This website has moved to the current location (which you have been redirected to) from aztec.stanford.edu/gfp. Please update your bookmarks.

Award Abstract:

This pilot project will develop a high-throughput strategy to analyze native expression patterns and subcellular localization of Arabidopsis gene products of unknown function. This strategy, Fluorescent Tagging of Full-Length Proteins (FTFLP), will comprise five major steps: (1) Selection of functionally unassigned Arabidopsis genes and prediction of their protein structure and suitable site for fluorescent tag insertion (2) Amplification of each gene in two parts, with the junction between the two parts corresponding to our chosen insertion site for the fluorescent tag(3) Introduction of the fluorescent tag, yellow fluorescent protein (YFP) using a triple overlap PCR approach (4) Insertion of PCR products into binary vectors (5) Production of transgenic Arabidopsis lines and analysis of expression pattern and intracellular localization for each tagged protein. As a pilot approach, the project aims to analyze a statistically significant number of genes to support the applicability to a subsequent wider study. To this end, approximately 800 genes were selected from a total of ca. 8,000 unknown genes. This pilot list was chosen based on the following sequentially-applied criteria: 1) have matching full-length cDNA, 2) are annotated as unknown protein or putative protein, and 3) do not have any Gene Ontology annotations. The selected genes reflect the diversity of all the unknown Arabidopsis genes with respect to plant specificity, predicted domain and/or gene family information, and availability of matching full-length cDNA sequences.

# Available data
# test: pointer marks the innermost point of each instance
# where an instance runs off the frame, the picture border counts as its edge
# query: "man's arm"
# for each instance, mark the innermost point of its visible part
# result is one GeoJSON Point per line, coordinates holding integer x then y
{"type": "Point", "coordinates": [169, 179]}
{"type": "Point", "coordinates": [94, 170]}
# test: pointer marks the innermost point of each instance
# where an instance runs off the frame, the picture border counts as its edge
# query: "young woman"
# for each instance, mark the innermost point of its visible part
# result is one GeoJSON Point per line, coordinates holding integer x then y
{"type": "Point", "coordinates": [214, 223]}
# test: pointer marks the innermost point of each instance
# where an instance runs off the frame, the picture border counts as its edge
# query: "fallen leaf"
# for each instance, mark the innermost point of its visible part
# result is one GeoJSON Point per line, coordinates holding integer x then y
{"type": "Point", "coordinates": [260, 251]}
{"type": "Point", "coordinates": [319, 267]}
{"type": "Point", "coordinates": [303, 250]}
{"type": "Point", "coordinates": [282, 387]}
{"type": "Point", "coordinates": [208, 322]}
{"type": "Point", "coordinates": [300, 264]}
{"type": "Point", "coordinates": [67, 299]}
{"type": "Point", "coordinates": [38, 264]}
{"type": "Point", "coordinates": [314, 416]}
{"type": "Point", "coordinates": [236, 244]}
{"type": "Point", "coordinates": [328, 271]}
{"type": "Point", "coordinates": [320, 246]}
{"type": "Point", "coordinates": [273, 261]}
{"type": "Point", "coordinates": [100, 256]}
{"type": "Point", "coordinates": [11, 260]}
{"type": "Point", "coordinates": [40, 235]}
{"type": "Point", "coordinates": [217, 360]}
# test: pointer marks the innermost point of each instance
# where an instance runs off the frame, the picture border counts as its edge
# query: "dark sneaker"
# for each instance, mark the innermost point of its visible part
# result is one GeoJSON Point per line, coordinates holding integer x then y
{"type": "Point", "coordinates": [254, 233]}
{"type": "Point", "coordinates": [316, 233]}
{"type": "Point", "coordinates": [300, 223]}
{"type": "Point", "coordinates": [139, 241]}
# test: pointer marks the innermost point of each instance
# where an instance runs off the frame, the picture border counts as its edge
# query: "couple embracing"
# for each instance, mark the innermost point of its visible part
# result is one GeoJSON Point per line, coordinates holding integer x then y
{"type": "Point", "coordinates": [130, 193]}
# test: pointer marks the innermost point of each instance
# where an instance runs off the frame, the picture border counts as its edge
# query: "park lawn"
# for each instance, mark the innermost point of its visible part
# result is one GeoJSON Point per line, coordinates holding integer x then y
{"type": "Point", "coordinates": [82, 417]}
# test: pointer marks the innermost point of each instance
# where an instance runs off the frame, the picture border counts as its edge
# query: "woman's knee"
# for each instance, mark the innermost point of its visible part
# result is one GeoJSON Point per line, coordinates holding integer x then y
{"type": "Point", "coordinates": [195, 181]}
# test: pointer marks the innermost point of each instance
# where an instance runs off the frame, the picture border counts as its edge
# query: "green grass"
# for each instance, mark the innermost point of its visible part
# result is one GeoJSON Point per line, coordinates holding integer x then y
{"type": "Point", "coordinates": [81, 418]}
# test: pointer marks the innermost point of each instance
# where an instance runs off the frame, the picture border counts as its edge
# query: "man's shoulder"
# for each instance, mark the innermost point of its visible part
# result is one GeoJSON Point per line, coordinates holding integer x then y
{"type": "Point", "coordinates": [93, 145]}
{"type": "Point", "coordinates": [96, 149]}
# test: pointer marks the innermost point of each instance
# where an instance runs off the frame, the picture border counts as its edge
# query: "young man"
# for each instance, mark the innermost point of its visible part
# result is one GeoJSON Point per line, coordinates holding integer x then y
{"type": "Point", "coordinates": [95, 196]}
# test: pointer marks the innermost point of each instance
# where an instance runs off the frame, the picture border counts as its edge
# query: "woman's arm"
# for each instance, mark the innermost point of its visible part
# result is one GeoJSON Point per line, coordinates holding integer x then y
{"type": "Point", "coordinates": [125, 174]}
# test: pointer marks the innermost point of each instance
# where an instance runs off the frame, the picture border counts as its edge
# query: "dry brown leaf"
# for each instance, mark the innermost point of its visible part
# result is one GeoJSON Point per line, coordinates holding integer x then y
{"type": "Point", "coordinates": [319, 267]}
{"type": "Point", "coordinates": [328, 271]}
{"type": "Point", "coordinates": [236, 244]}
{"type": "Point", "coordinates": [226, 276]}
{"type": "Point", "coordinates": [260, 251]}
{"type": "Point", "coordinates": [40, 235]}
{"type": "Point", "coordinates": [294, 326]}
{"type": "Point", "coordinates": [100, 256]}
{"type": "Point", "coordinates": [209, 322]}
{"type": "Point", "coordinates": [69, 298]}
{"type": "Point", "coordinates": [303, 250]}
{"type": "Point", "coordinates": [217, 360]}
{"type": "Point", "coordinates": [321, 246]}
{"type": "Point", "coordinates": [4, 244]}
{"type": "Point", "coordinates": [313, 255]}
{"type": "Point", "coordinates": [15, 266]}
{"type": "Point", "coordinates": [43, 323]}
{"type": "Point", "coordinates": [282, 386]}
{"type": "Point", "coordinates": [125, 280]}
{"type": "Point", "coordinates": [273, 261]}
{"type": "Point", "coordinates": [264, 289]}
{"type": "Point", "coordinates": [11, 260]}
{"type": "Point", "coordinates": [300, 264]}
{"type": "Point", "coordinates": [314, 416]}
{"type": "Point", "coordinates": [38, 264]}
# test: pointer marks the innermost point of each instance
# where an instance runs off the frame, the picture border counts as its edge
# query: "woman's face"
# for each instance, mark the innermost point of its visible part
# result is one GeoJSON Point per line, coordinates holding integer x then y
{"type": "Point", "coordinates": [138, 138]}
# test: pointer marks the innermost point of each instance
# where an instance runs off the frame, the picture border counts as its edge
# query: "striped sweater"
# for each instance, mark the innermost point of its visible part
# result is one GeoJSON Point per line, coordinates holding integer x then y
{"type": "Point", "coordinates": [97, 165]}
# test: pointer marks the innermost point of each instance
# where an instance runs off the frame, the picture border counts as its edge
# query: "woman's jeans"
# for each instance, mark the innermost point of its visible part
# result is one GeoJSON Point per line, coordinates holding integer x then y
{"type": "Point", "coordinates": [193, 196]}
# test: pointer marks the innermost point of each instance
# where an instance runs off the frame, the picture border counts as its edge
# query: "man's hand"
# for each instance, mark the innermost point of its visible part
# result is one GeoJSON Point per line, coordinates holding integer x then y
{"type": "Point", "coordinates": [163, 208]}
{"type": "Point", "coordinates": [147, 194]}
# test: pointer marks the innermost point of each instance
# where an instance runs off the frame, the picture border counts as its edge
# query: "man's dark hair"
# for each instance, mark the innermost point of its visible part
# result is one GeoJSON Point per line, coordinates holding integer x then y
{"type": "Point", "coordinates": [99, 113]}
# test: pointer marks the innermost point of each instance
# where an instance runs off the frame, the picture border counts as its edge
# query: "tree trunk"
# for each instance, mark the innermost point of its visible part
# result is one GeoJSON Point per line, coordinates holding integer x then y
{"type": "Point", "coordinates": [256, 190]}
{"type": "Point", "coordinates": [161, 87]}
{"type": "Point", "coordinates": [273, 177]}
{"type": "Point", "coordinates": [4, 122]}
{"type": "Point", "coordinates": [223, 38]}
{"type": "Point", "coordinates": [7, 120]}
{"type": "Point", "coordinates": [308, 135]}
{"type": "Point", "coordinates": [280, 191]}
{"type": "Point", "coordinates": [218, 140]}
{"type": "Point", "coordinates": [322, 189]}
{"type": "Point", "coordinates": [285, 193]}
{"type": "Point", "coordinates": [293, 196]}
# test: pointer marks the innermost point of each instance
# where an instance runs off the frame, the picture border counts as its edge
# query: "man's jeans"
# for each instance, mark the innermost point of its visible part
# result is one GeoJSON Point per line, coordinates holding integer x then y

# Problem requirements
Render this sentence from the award abstract in Spanish: "To this end, approximately 800 genes were selected from a total of ca. 8,000 unknown genes."

# Finished task
Con este fin, se seleccionaron aproximadamente 800 genes de un total de unos 8000 genes desconocidos.